* GIVEN INSTRUCTION: You are to retype all of the data exactly as it appears.

* SUPPLIED INFORMATION:

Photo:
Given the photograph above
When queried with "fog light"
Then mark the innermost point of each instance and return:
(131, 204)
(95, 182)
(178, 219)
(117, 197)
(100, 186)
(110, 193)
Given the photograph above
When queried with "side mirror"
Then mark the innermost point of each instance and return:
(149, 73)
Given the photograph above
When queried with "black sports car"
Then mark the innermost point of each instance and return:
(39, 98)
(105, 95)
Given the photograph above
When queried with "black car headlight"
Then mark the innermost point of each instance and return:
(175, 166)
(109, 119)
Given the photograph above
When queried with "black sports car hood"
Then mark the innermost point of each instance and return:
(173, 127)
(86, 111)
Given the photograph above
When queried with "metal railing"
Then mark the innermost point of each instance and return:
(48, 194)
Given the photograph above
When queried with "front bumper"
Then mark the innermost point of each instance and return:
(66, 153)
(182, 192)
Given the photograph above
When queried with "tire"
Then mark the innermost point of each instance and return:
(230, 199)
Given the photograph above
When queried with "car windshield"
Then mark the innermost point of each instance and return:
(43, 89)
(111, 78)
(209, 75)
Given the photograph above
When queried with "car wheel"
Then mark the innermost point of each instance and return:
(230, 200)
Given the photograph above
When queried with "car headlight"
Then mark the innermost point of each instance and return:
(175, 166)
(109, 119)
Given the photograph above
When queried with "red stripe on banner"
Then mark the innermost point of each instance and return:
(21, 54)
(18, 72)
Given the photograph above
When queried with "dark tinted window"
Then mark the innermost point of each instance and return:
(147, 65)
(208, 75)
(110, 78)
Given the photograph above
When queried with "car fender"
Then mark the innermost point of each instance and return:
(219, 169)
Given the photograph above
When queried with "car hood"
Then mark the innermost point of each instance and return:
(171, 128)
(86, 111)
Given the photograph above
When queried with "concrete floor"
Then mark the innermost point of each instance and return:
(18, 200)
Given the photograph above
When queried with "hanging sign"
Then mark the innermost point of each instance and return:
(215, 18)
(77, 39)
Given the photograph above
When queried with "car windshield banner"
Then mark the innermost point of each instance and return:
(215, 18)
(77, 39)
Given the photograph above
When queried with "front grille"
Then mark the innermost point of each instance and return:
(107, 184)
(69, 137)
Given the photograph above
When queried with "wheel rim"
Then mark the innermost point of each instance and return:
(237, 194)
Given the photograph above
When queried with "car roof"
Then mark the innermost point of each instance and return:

* TASK SOLUTION:
Photo:
Given the photograph above
When queried with "fog light"
Then mark the innermost point of each instance and return:
(131, 204)
(95, 182)
(178, 219)
(117, 197)
(100, 186)
(110, 193)
Given the photograph above
When queried with "side mirror"
Then mark the innermost point of each instance and return:
(149, 73)
Given the photograph above
When queried with "black sports car"
Then mark the innermost point of each instance and return:
(39, 98)
(105, 95)
Given the photograph above
When queried with "black car headlight"
Then mark the innermost point of each instance and return:
(175, 166)
(109, 119)
Given the photograph above
When queried with "black sports car hood"
Then mark the innermost point of each instance and return:
(173, 127)
(86, 111)
Given the photograph above
When queried with "metal railing"
Then mark the innermost point of each instance and return:
(48, 194)
Given the photograph above
When queried with "front bumper"
Then mark the innermost point of each instance and return:
(66, 153)
(182, 192)
Given the photograph above
When queried with "tire"
Then mark the innermost point of each instance and return:
(230, 199)
Given the photograph above
When queried with "car windshield"
Then mark the innermost point of each instance and return:
(43, 89)
(111, 78)
(209, 75)
Given the photograph above
When queried with "car wheel"
Then mark the innermost point of each instance and return:
(230, 200)
Given the photograph above
When queried with "car headlight"
Then mark the innermost point of each instance and return:
(175, 166)
(109, 119)
Given the photograph above
When queried with "red stripe on banner"
Then mark the innermost point of each instance and return:
(21, 54)
(18, 72)
Given the photograph above
When queried with "dark tinted window"
Then mark the innermost point of each instance and return:
(147, 65)
(208, 75)
(110, 78)
Given the photograph above
When queried with "car fender"
Then mark the innermost point of each instance and return:
(219, 169)
Given the photograph above
When queried with "car hood"
Then mark the innermost point of each instance and return:
(171, 128)
(86, 111)
Given the photograph above
When queried with "concrete floor"
Then mark the innermost point of each instance and return:
(18, 200)
Given the photograph above
When queried with "hanging sign"
Then mark the innermost point of each instance and return:
(215, 18)
(77, 39)
Given the photograph above
When queried with "car windshield banner"
Then mark the innermost point of each instance and return:
(215, 18)
(77, 39)
Given the photograph above
When queried with "front grille"
Then mark the innermost point of each instance and return:
(107, 184)
(69, 137)
Given the photograph above
When queried with "wheel rim"
Then mark the innermost point of each instance and return:
(237, 194)
Given the photograph above
When queried with "car roof"
Then mark the innermost point of each instance and return:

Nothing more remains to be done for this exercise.